They include the following: • Effective treatment requires treatment of the individual’s underlying condition and is not limited to alleviation of the individual’s current symptoms.
• Effective treatment requires treatment of co-occurring behavioral health disorders and/or medical conditions in a coordinated manner that considers the interactions of the disorders and conditions and their implications for determining the appropriate level of care.
• Patients should receive treatment for mental health and substance use disorders at the least intensive and restrictive level of care that is safe and effective – the fact that a lower level of care is less restrictive or intensive does not justify selecting that level if it is also expected to be less effective. Placement in a less restrictive environment is appropriate only if it is likely to be safe and just as effective as treatment at a higher level of care in addressing a patient’s overall condition, including underlying and co-occurring conditions.
• When there is ambiguity as to the appropriate level of care, the practitioner should err on the side of caution by placing the patient in a higher level of care.
• Effective treatment of mental health and substance use disorders includes services needed to maintain functioning or prevent deterioration. • Appropriate duration of treatment for behavioral health disorders is based on the individual needs of the patient; there is no specific limit on the duration of such treatment.
• The unique needs of children and adolescents must be taken into account when making level of care decisions involving their treatment for mental health or substance use disorders.

SET OF TASKS:
1 - According to the passage on behavioral health level-of-care principles, what should a practitioner do when the appropriate level of care is ambiguous?
2 - Write what comes next in the passage on behavioral health level-of-care principles, picking up after its final bullet.
No item is required for either task.

DATA EXTRACTS:
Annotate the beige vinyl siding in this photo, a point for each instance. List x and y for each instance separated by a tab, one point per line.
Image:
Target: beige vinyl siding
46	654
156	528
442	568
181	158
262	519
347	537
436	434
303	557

ANSWERS TO THIS EXERCISE:
1 - The practitioner should err on the side of caution by placing the patient in a higher level of care.

2 -
• The determination of the appropriate level of care for patients with mental health and/or substance use disorders should be made on the basis of a multidimensional assessment that takes into account a wide variety of information about the patient.
“Having reviewed all of the versions of the Guidelines that Plaintiffs challenge in this case and considered the testimony of the witnesses addressing the meaning of the Guidelines, the Court finds, by a preponderance of the evidence, that in every version of the Guidelines in the class period, and at every level of care that is at issue in this case, there is an excessive emphasis on addressing acute symptoms and stabilizing crises while ignoring the effective treatment of members’ underlying conditions,” Spero wrote.
“[I]n each version of the Guidelines at issue in this case the defect is pervasive and results in a significantly narrower scope of coverage than is consistent with generally accepted standards of care.” This case is significant for patients and health care professionals who have long advocated for the use of medical necessity guidelines developed by professional organizations rather than those created by the insurance industry.
While the case did not directly involve the federal parity law, the court recognized that mental and substance use disorders are chronic illnesses and rejected the insurer’s practice of treating patients only for acute symptoms. This establishes a precedent for plans covered by the parity law requiring that they pay for continued treatment for mental and substance use disorders as they would for any other chronic illness.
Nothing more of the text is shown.